───── TEXT EXTRACT ─────

Nigerian Modernism takes centre stage at Tate Modern — Segun Ade-Martins

This October, Tate Modern reintroduces Nigerian Modernism to the world. The exhibition cements its place in history as a valuable centre of modernism, alongside Paris, London, and New York.

This landmark show spans 50 years, from the 1940s, featuring 250 pieces from 50 artists. Until now, the story of modern art was viewed largely through Eurocentric lens. This exhibition aims to shatter that view with profound evidence.

Nigerian modernism reveals an artistic trajectory that was every bit as radical, inventive, and self-aware as anything in the West. It was shaped by a defiant synthesis of inherited tradition and global contemporary thought.

The exhibition’s lead, curator Osei Bonsu, and assistant curator, Bilal Akkouche, present a compelling entry to art history. They showcase a more diverse and complex series of happenings around the modernist art movement.

 

Modernism was a broad global movement that built on ideas of cultural progress from the late 1800s through the early 1900s all the way to the 1960s or 1970s. This period covered popular movements such as Impressionism, Fauvism, Cubism, and Dadaism.

The art works in this show reveal that modernism became a global conversation, far beyond European borders. Just as global modernists reacted to landmark political events like the World Wars, so did the Nigerian modernists. Their journey spanned enduring years of British colonialism, where art schools enforced foreign aesthetic supremacy, through to post-independence and beyond, influencing artists in the diaspora.

The curator lays out the exhibition in nine rooms, which serve as time capsules of themes. This structure helps fully illustrate the brilliance of the art and their artists. Each room represents the multi-dimensionality of Nigeria as an amalgam of numerous cultures, uniting to form an artistic movement as rich and complex as the story of the nation itself.

The narrative starts in the first gallery room with Aina Onabolu and Akinola Lasekan. Onabolu pioneered a new figurative style, using European techniques to celebrate the dignity of Lagos society. Lasekan painted the richness of Yoruba legends and history instead of Eurocentric subjects. They turned portraiture into an act of cultural sovereignty.

───── LISTED ENTRIES ─────

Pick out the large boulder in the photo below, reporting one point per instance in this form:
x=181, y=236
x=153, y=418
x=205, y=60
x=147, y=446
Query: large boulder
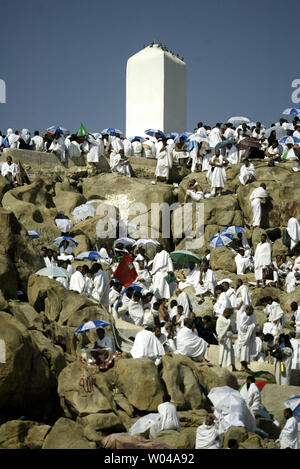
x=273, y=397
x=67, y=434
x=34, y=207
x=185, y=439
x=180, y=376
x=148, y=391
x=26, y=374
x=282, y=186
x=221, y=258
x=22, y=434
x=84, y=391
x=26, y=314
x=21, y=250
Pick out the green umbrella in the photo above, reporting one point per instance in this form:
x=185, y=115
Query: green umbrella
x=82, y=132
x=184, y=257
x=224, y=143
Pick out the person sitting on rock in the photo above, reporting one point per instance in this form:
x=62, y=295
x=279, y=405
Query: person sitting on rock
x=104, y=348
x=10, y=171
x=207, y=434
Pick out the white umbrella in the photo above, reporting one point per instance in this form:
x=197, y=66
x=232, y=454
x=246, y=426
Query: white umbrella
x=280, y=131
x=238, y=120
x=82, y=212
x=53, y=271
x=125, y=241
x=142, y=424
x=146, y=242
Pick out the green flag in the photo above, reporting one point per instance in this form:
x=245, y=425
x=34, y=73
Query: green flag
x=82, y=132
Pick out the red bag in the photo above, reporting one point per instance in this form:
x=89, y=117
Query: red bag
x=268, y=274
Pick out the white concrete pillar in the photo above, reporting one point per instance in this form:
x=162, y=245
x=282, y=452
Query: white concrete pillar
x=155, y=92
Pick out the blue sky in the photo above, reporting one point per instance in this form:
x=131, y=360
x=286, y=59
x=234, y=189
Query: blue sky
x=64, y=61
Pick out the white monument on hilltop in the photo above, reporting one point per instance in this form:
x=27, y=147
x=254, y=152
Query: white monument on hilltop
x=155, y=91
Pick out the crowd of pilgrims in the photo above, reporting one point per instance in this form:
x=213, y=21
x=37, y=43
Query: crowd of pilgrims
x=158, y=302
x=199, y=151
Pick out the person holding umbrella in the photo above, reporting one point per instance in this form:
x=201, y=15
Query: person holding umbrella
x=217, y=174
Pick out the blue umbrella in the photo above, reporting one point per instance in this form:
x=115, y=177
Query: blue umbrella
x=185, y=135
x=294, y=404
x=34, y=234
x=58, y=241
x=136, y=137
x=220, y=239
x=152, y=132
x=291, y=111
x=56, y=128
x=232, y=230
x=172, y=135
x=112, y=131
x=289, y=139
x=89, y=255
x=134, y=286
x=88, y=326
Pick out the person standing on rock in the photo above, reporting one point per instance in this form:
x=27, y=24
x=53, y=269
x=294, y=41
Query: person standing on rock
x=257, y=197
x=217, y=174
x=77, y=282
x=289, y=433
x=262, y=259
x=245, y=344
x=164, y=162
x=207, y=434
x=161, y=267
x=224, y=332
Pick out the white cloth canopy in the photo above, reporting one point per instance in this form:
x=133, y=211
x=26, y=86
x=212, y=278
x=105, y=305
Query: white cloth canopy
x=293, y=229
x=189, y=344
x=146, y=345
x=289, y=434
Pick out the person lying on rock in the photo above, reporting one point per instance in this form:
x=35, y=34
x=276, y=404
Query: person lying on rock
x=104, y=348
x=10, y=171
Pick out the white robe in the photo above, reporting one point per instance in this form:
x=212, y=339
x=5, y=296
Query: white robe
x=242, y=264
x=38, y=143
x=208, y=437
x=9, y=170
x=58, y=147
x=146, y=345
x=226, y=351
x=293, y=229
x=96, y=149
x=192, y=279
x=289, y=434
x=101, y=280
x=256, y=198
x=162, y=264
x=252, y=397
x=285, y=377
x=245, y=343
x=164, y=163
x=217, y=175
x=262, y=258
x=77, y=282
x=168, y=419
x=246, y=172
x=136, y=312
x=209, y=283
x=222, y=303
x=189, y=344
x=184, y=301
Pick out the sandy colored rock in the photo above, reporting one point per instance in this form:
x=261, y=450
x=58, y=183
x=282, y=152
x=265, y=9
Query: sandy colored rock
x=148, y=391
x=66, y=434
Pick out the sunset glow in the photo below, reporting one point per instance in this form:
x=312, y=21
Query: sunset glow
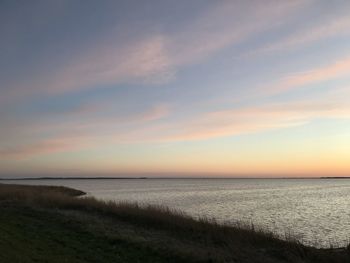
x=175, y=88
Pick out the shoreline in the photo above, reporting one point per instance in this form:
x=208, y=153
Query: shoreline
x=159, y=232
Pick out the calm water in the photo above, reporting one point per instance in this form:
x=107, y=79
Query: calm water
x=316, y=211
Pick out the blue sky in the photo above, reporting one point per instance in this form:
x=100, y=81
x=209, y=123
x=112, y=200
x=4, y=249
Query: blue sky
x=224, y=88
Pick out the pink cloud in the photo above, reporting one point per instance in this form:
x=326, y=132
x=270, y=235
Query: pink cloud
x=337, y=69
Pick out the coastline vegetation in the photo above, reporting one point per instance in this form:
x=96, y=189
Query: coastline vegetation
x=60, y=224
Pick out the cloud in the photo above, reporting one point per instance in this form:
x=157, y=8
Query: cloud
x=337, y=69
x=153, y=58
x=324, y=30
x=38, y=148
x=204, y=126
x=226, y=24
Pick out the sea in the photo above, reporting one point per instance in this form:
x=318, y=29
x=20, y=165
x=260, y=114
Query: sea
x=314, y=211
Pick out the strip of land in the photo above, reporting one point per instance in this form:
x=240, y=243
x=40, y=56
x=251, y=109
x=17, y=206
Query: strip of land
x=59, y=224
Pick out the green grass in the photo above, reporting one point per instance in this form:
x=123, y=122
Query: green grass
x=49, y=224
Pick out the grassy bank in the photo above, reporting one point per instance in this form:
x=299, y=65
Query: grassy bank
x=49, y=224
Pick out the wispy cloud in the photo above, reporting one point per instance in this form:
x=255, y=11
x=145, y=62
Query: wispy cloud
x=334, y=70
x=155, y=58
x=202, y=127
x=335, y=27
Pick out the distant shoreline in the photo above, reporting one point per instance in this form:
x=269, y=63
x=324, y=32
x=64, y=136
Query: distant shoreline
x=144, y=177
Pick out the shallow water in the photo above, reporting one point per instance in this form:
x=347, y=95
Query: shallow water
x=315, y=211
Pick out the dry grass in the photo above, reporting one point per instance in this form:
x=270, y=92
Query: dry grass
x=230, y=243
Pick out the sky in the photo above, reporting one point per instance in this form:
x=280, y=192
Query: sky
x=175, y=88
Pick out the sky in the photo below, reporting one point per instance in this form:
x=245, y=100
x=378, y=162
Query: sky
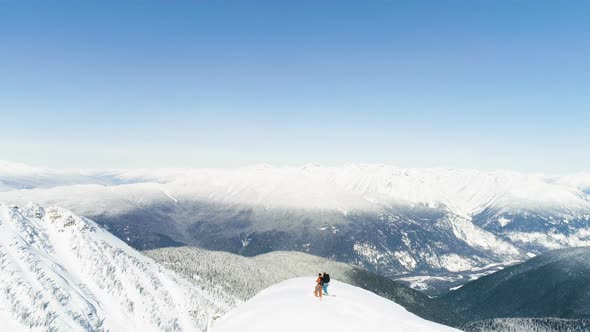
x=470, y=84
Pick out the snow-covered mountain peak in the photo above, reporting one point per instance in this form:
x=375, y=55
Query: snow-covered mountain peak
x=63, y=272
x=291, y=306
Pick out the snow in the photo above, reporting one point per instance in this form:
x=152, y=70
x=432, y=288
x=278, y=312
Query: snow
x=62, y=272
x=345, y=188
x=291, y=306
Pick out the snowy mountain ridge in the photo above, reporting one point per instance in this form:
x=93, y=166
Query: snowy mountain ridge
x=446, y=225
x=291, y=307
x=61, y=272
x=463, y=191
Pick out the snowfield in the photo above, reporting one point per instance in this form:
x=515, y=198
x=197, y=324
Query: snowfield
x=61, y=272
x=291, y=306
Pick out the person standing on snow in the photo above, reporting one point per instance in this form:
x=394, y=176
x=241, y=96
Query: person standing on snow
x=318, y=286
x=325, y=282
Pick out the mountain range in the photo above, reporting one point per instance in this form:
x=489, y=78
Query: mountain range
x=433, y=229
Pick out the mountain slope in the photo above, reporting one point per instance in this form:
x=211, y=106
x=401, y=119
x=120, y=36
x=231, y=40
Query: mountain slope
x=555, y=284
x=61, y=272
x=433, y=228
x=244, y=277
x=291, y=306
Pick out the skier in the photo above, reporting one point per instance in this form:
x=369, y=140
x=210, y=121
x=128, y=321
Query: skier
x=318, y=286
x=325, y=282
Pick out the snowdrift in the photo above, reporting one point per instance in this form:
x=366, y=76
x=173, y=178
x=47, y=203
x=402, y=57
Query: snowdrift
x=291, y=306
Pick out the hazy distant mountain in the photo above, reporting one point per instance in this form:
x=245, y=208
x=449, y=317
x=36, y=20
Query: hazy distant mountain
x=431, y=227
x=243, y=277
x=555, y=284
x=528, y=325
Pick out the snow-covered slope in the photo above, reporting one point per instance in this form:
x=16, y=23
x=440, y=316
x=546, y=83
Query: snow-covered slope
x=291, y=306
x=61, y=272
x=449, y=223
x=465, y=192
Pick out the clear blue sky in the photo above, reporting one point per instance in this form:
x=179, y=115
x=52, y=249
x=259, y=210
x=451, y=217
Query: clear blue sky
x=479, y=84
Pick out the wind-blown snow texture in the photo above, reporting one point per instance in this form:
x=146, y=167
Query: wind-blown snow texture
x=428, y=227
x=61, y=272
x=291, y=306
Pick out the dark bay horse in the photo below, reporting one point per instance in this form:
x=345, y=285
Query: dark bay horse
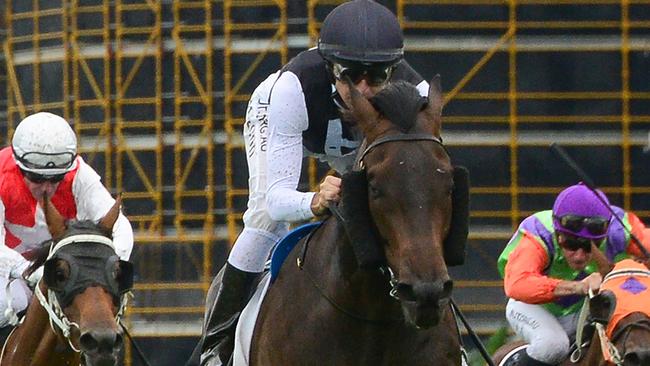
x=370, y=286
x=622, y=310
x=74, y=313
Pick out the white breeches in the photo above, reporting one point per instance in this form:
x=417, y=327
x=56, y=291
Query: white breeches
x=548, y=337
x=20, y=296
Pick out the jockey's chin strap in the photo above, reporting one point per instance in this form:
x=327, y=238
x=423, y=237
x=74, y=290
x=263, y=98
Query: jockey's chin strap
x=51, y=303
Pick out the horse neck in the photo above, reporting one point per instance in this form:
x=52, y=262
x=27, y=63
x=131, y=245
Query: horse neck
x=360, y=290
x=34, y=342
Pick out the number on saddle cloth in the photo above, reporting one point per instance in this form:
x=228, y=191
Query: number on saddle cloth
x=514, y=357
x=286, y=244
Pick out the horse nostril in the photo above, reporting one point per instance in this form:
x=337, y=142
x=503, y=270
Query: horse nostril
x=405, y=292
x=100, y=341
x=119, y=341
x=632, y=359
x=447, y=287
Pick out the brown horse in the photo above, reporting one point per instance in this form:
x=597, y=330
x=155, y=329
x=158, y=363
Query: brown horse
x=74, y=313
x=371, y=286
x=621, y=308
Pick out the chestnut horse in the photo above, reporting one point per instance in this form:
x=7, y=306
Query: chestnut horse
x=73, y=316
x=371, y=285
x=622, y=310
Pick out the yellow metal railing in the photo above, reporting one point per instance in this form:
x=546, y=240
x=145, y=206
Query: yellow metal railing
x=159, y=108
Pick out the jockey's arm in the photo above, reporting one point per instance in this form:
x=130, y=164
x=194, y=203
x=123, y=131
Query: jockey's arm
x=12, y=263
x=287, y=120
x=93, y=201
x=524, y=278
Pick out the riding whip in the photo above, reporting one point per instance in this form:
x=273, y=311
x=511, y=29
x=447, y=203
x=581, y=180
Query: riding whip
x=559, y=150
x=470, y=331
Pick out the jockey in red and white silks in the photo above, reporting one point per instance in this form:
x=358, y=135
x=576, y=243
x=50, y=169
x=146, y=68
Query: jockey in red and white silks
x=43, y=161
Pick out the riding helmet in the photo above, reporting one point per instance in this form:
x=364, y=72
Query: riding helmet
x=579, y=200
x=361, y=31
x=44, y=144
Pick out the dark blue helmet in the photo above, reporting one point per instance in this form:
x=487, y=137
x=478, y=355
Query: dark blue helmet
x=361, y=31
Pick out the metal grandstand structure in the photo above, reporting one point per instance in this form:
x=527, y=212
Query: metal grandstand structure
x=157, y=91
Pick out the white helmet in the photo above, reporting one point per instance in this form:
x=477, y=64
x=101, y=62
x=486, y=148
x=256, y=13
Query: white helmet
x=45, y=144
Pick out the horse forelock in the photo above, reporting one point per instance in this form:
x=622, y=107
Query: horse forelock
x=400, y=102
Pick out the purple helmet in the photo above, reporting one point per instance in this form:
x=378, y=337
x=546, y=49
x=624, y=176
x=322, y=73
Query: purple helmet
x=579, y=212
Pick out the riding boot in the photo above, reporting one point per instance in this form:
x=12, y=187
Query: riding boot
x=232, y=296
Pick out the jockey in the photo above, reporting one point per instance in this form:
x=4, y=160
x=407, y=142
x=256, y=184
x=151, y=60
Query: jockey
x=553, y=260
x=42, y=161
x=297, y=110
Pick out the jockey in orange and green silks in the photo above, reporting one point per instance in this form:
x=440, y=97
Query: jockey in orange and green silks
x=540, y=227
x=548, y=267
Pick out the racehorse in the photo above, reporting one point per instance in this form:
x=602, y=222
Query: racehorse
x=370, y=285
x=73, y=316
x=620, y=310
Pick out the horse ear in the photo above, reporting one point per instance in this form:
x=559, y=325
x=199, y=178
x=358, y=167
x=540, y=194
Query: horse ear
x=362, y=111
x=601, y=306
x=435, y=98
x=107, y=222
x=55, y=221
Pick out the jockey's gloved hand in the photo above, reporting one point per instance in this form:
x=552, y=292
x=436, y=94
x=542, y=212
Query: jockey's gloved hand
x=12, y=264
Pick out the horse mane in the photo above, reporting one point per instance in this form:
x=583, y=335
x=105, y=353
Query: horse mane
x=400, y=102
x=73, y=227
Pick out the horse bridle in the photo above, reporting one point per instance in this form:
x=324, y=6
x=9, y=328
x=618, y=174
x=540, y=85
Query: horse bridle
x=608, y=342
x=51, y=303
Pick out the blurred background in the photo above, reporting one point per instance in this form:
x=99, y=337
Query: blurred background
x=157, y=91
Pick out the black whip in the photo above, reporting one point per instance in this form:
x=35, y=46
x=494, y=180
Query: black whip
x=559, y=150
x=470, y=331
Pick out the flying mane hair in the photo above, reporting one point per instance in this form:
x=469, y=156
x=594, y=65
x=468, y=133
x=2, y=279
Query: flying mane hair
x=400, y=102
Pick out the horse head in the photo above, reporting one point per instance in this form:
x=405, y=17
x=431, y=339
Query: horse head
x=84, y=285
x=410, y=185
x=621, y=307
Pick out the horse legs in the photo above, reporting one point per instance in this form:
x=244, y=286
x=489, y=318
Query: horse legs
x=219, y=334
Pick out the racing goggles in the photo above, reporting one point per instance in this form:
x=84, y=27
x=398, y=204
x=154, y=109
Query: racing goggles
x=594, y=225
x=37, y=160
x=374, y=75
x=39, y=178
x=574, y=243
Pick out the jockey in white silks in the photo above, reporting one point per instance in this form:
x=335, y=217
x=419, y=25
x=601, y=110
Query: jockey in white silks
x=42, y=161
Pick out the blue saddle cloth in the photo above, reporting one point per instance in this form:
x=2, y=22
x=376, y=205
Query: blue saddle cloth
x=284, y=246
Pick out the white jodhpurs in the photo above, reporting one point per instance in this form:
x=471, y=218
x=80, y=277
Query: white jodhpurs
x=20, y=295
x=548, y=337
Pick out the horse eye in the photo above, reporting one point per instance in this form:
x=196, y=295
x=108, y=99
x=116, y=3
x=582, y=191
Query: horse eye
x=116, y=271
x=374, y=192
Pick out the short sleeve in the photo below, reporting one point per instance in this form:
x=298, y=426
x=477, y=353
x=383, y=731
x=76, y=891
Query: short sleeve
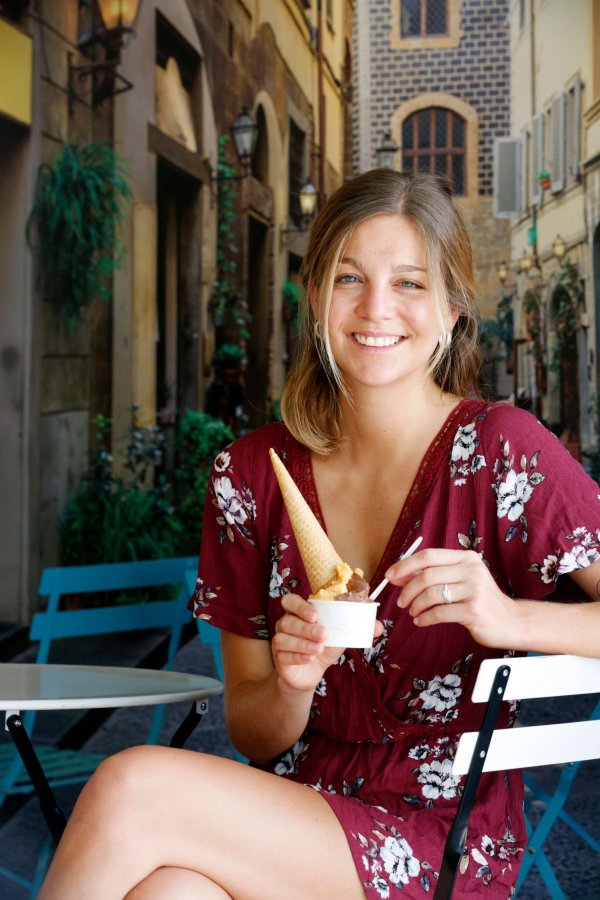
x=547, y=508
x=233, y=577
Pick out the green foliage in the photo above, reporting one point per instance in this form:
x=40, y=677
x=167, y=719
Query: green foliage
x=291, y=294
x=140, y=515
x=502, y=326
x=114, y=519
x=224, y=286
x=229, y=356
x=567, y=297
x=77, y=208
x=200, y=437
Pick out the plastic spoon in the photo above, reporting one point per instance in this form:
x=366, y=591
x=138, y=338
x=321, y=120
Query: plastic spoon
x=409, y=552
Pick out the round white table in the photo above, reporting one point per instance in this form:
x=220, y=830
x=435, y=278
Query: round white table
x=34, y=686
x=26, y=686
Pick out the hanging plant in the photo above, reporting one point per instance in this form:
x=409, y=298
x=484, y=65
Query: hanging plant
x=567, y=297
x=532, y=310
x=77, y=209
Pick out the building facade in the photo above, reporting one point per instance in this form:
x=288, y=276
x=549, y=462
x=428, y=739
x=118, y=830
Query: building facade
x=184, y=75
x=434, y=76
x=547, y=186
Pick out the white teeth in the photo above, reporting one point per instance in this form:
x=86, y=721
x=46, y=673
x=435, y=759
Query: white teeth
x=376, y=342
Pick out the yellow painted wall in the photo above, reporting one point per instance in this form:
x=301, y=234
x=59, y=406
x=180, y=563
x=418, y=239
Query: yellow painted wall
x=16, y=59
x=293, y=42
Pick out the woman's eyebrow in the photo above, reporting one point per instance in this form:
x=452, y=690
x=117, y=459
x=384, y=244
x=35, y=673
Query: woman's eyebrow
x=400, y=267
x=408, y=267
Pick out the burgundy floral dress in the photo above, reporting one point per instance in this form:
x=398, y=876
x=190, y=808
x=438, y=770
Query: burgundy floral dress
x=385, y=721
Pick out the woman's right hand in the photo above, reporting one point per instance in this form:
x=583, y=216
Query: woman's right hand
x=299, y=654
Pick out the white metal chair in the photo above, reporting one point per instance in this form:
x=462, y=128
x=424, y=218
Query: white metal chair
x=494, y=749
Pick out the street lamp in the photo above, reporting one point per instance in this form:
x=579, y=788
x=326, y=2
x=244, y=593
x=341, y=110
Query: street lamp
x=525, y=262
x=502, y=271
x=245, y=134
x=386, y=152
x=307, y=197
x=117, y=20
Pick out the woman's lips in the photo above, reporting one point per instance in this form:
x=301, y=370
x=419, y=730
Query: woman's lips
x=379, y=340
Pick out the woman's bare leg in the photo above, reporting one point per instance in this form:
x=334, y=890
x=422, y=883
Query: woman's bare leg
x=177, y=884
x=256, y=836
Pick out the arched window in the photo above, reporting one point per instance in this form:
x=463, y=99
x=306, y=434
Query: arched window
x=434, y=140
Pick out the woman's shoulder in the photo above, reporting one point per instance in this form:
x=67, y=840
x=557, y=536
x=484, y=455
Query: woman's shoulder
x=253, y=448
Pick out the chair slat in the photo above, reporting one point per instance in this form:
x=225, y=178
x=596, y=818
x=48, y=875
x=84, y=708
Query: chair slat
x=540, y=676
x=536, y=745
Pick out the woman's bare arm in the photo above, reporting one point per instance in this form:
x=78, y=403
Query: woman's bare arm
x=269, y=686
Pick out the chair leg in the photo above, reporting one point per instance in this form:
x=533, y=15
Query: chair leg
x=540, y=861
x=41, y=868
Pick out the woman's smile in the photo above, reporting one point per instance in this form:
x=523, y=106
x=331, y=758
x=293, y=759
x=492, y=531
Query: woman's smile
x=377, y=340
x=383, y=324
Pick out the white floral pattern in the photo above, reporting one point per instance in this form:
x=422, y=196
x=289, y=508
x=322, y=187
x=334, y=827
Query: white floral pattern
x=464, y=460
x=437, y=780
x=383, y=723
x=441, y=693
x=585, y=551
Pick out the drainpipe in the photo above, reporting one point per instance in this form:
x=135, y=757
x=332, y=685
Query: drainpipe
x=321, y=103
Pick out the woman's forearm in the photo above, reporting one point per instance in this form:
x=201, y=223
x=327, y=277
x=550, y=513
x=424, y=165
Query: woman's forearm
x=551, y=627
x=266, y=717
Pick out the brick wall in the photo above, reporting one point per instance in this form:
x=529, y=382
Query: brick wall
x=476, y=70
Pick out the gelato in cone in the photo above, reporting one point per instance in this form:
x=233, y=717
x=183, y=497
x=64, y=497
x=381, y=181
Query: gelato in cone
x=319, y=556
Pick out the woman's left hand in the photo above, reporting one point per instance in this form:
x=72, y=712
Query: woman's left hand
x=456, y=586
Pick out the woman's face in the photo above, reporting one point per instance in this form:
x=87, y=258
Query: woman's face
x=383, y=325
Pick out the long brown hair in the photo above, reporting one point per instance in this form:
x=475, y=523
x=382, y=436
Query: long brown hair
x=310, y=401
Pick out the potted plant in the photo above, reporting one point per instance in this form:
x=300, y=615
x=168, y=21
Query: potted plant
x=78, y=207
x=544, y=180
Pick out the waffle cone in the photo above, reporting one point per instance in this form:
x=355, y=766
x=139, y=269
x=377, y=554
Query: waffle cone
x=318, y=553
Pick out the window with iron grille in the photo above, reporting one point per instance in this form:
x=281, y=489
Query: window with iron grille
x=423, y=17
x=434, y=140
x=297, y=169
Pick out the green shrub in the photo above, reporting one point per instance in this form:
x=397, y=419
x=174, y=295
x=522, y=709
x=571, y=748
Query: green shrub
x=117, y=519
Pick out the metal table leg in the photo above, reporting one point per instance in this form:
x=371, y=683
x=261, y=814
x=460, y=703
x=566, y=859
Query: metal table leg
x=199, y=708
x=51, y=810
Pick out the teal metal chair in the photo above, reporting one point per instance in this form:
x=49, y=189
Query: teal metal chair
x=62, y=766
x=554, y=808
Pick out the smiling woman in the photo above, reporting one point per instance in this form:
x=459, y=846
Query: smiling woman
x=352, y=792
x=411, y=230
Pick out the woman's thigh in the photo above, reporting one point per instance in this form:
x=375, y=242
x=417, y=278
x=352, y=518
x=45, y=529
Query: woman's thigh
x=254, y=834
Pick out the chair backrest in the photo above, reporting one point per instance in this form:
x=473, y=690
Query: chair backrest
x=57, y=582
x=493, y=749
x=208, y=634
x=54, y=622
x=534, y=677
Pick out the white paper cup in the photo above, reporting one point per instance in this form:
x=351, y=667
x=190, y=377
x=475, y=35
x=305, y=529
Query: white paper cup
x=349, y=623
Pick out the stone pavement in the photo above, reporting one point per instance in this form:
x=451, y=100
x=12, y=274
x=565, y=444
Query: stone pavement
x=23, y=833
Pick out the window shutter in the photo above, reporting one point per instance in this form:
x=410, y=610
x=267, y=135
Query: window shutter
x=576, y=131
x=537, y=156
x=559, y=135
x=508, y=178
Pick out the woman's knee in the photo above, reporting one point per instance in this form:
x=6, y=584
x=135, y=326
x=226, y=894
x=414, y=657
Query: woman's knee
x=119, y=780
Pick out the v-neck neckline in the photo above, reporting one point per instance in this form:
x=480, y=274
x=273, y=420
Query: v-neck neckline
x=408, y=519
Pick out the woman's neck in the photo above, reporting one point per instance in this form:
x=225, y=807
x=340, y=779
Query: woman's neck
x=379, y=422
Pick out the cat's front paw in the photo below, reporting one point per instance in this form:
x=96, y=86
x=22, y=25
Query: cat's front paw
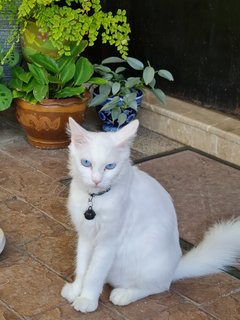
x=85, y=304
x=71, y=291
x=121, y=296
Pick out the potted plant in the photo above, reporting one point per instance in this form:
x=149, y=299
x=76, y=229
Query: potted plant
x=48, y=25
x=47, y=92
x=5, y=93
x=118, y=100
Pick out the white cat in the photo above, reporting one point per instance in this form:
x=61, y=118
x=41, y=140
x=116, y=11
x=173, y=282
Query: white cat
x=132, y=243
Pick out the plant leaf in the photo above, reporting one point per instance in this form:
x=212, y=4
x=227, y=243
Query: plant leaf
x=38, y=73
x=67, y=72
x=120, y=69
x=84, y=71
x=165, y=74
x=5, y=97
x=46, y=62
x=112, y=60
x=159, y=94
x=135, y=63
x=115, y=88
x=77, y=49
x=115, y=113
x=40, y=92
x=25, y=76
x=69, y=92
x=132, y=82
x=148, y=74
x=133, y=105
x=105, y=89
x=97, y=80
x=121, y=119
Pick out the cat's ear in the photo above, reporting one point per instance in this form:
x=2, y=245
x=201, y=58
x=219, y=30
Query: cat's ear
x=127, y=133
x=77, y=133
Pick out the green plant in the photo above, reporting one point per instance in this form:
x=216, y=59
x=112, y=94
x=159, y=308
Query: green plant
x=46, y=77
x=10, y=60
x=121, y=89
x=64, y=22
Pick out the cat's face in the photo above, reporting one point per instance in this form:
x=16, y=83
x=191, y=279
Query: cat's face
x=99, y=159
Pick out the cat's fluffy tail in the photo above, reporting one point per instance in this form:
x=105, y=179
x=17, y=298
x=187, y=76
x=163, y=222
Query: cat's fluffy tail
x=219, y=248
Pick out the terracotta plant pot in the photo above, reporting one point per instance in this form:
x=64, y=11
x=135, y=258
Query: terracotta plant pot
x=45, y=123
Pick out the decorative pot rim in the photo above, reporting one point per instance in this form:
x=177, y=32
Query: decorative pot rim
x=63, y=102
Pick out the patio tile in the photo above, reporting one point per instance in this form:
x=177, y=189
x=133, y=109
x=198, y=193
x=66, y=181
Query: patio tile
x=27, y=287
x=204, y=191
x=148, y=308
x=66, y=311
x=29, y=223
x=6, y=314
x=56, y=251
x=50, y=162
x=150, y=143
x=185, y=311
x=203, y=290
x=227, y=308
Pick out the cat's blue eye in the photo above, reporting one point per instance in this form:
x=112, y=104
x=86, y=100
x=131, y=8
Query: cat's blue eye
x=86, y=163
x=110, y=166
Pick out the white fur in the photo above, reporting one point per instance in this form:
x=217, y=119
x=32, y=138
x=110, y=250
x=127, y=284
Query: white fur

─────

▸ **WRITTEN INSTRUCTION A**: Update the article on Nigerian Modernism from "This October, Tate" up to and including "global contemporary thought.", changing "landmark show" to "major show".
▸ **WRITTEN INSTRUCTION B**: According to the article on Nigerian Modernism, which two artists open the narrative in the first gallery room?
▸ **WRITTEN INSTRUCTION C**: Continue the article on Nigerian Modernism at Tate Modern from its last sentence.
None of this data is needed.

▸ **EXERCISE OUTPUT A**:
This October, Tate Modern reintroduces Nigerian Modernism to the world. The exhibition cements its place in history as a valuable centre of modernism, alongside Paris, London, and New York.

This major show spans 50 years, from the 1940s, featuring 250 pieces from 50 artists. Until now, the story of modern art was viewed largely through Eurocentric lens. This exhibition aims to shatter that view with profound evidence.

Nigerian modernism reveals an artistic trajectory that was every bit as radical, inventive, and self-aware as anything in the West. It was shaped by a defiant synthesis of inherited tradition and global contemporary thought.

▸ **EXERCISE OUTPUT B**: Aina Onabolu and Akinola Lasekan.

▸ **EXERCISE OUTPUT C**:
The second gallery room centres on the work of Ben Enwonwu. Known primarily as a sculptor, his paintings feature notable masquerade dancers and portraits. The exhibition documents his artistic interaction with sculptor Ben Epstein. The centrepieces are wooden carvings of figures reading newspapers that appear like wings.

The third room is solely dedicated to the works of master potter Ladi Kwali. She famously combined traditional Gwari pottery techniques with European studio pottery after training under British potter Michael Cardew in Abuja. Her works became a statement in modernism, elevating pottery from a craft to an art form.

Bursting through the fourth room, visitors are surrounded by the works of the Zaria Art Society. Figures like Uche Okeke and Yusuf Grillo developed the philosophy of “Natural Synthesis” in 1958. This philosophy rejected the Eurocentric curriculum of their college. They chose to incorporate motifs and ideas from various local cultural traditions. The Zaria Art Society rooted its members in strong academics and various political views.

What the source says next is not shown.